Text passage Start Marker
The stuff about the Carlyle Group and the Bushes doesn’t really matter in the long run, does it? It’s interesting, and I hope people go track down the source information. But, there wasn’t enough time in the movie to go into all of it. It also doesn’t advance the emotional meat of the movie.
The stuff at the beginning about the 2000 election was great, and done with a real sense of humor that belied the seriousness of the charges leveled. It was a great way to open the movie, even though the section that came after it was a bit uneven.
The last half of the movie was what really affected me. I had posted Thursday about the real price of the war. The numbers blew me away, but seeing the images in the movie just cemented it for me. While many on the Right will have a problem with the happy pictures of Baghdad in March of 2003, those scenes weren’t staged. Yes, Saddam was horrible, and horrible things happened, but the images were of average Iraqis living their average Iraqi lives. The images of the “collateral” damage of the war that came after that were just as real. Those things really happened. Those children were injured, along with thousands of their countrymen. That old woman really lost her family, and really said those things. It wasn’t staged, and the numbers aren’t fake. Someone said to me this morning that the movie fails because it doesn’t mention the “good” things that have happened. You know what, it doesn’t have to. We’ve never seen those images in the U.S. media, and we should. We should see them for the same reason we should see the flag-draped coffins as they arrive at Dover. That’s the real price of war.
The segment on Lila Lipscomb, and the images of the soldiers in Iraq was even more powerful to me (I know, it shouldn’t have been, but I was). The images of the amputees in physical therapy were too much, and watching Mrs. Lipscomb grieve was more than I could handle.
Text passage End Marker
> [Activity list]
1. Name each thing the movie review introduces with the words "images of."
2. Answer these questions from the movie review:
(a) What topic does the movie open with?
(b) Where do the flag-draped coffins arrive?
(c) On which day had the writer posted about the real price of the war?
3. Carry on the movie review from its last sentence.
Stored data Start Marker
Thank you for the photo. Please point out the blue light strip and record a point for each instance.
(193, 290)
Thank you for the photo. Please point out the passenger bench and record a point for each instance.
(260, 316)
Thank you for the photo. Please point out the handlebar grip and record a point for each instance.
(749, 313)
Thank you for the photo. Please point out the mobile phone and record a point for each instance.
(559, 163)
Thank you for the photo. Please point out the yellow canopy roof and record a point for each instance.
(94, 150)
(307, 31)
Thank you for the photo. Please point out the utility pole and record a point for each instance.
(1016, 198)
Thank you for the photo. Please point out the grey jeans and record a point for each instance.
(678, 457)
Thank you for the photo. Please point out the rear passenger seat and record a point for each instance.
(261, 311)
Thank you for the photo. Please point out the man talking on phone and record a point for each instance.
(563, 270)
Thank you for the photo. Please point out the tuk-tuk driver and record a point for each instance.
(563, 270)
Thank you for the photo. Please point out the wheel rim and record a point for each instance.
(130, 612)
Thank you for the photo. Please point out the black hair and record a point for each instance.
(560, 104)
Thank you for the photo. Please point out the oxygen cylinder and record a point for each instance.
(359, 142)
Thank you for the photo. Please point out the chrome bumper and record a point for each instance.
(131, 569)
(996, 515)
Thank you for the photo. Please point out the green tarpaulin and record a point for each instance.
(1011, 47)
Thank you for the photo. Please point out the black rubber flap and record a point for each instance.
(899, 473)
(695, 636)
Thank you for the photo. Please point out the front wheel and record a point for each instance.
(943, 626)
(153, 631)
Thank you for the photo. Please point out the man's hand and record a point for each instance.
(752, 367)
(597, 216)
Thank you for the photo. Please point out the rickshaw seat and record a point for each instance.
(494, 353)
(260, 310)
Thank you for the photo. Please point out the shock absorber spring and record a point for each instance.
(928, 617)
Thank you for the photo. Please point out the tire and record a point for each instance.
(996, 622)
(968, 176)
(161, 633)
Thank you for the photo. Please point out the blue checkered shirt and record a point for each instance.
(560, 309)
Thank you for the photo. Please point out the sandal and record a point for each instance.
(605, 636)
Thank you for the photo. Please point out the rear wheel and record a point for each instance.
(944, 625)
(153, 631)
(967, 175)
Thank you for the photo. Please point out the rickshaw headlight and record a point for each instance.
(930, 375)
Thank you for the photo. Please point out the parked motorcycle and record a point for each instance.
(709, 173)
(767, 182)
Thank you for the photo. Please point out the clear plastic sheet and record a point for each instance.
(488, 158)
Stored data End Marker
> [Responses by item number]
1.
the "collateral" damage of the war
the soldiers in Iraq
the amputees in physical therapy

2.
(a) The 2000 election.
(b) Dover.
(c) Thursday.

3.
And those are the parts of the movie that everyone should see. I can understand why people don’t want to see the rest of it. It’s inflammatory, and doesn’t tell (or try to) tell the “whole” story. No one’s telling the whole story, so expecting a two hour movie to is silly and overly partisan. Where the movie succeeds, it does so with more power and impact than anything I’ve seen. Where it fails, it fails only because of the voice it’s delivered in and the time given to laying out the evidence. It was an excellent review of the past three years, no matter what lens it was given in. The build up to war, the lies, the half-truths, the chest-thumping declarations… they’re all there.
I think the movie will have an impact on the election, not because it shows Bush as a doofus or evil (I don’t think either is true at this point, which is another post). It will because it shows the true price of war, a price that the media and the Administration have failed to show us in the past year. We should all see what’s being done in our name, under our flag. 60,000 people wounded and killed, never to be the same. And why? For what?
I hope the movie influences people to find the truth, to honestly seek it. Go see it, then go find the truth – not the truth as presented by either side, but the truth as it is. It’s complex, and difficult to find, much less understand. Every target is a spinning top, endlessly spitting out their description of intent and motive, trying to influence how we see what they’ve done and why. I’m done caring about the “why” and the motive. It doesn’t matter. The consequence is more important to me. Seeing the consequence of the President’s action in Iraq is enough for me to cast my vote for Kerry this November.